_Exercise goal_: Gather every line of the listing below that contains the string "point", and copy each one without changes.
*** Records for the exercise
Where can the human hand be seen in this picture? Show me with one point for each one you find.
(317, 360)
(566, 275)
******
*** Records for the exercise
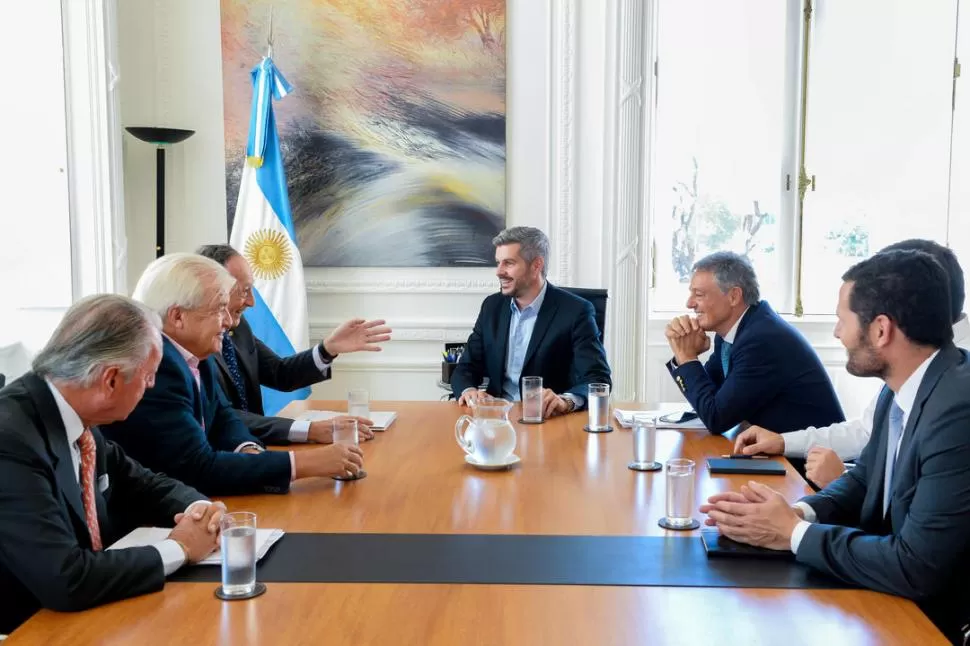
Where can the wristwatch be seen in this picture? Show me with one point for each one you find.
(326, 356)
******
_Correct response_:
Where can the human hand be seen in this picture? Show me with one point for each one you find.
Where can the wristwatch be seen in this picture? Show me with one point for each one you find.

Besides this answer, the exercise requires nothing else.